▸ **ASSIGNMENT**
Word for word, give the entries back.

(Point-per-instance localization data)
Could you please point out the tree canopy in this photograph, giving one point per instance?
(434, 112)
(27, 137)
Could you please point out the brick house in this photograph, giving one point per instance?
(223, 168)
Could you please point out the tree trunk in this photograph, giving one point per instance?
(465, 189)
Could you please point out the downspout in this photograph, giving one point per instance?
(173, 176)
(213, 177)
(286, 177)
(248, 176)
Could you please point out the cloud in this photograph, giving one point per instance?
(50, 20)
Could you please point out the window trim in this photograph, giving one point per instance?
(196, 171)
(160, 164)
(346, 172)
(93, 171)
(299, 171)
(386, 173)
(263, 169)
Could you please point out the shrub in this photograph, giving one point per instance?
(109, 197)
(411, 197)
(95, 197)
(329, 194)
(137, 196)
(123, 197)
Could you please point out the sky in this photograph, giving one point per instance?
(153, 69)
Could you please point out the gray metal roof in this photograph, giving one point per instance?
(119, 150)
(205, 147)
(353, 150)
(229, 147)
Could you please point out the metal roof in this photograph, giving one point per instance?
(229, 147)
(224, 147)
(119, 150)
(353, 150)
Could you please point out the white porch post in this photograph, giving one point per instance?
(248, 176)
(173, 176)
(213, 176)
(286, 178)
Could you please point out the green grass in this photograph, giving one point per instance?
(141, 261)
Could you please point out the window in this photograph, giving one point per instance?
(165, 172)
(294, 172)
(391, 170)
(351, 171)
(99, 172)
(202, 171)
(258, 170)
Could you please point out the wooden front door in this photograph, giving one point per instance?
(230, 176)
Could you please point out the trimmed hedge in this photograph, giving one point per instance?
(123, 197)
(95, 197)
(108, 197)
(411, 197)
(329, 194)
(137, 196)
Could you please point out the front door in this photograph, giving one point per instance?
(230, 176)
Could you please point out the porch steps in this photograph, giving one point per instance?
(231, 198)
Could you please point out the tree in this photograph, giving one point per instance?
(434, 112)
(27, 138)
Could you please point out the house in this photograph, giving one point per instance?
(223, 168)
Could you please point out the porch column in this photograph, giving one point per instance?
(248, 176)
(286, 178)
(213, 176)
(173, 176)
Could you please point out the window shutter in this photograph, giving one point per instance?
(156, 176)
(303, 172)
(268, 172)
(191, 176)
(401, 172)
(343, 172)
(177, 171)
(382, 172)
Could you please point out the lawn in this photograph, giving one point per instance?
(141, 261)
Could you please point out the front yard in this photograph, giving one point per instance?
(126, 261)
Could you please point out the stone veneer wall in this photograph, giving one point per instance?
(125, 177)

▸ **REPLY TO THE EXERCISE**
Could you please point out the tree canopy in this photograph, giving one point per instance?
(434, 112)
(27, 137)
Could you please point out the brick house in this photograph, giving one point per instance?
(223, 168)
Could you please point out the tree trunk in this photograph, giving one point per instance?
(465, 189)
Could you please point out the downspout in this photograph, giving one point per instance?
(173, 176)
(213, 177)
(286, 177)
(248, 176)
Could you please point out the cloud in this photograph, giving one point per instance?
(50, 20)
Could you please point out the window trim in this photograph, giving one point per instance?
(196, 171)
(160, 164)
(346, 172)
(93, 171)
(299, 171)
(386, 173)
(263, 169)
Could you please point out the shrub in this photograph, giving one point per instance?
(109, 197)
(411, 197)
(95, 197)
(329, 194)
(137, 196)
(123, 197)
Could you please point out the sky in this photograph, giving one point per instance?
(153, 69)
Could you please point out the gray metal roof in this photograph, giving one point per instance?
(119, 150)
(205, 147)
(353, 150)
(229, 147)
Could you please point out the metal roof in this photograph, giving one point per instance?
(229, 147)
(224, 147)
(119, 150)
(353, 150)
Could you please point out the white porch post in this photograph, giving one point per instance?
(248, 176)
(173, 176)
(213, 176)
(286, 178)
Could you please point out the green grass in this photograph, giving one point per instance?
(141, 261)
Could you please point out the window in this photograph, giving one point per instance?
(165, 172)
(294, 172)
(391, 170)
(351, 171)
(99, 172)
(202, 171)
(258, 170)
Could you please point out the wooden front door in this photograph, giving one point per instance?
(230, 176)
Could you please point out the trimmed hedge in this photograph, giving one point per instance?
(123, 197)
(95, 197)
(108, 197)
(411, 197)
(329, 194)
(137, 196)
Could you please point out the front door in this photograph, giving one point per instance?
(230, 176)
Could you please point out the porch steps in this photograph, giving one point per instance?
(231, 198)
Could you please point out the tree in this photograph, giving one point per instance?
(434, 112)
(27, 138)
Could you please point out the house in this photograph, giving one point per instance?
(223, 168)
Could you please point out the porch column in this photograph, giving one point per instance?
(248, 176)
(286, 178)
(213, 176)
(173, 176)
Could you please point out the window shutter in this photograph, giving one point per instance?
(156, 176)
(303, 172)
(268, 172)
(191, 176)
(401, 172)
(343, 172)
(177, 171)
(382, 172)
Could you please point out the lawn in this photograph, giving one point per instance?
(141, 261)
Could you please point out the front yard in this photograph, giving one point per instance?
(126, 261)
Could you please point out the stone veneer wall in this photograph, giving one point per instance?
(125, 177)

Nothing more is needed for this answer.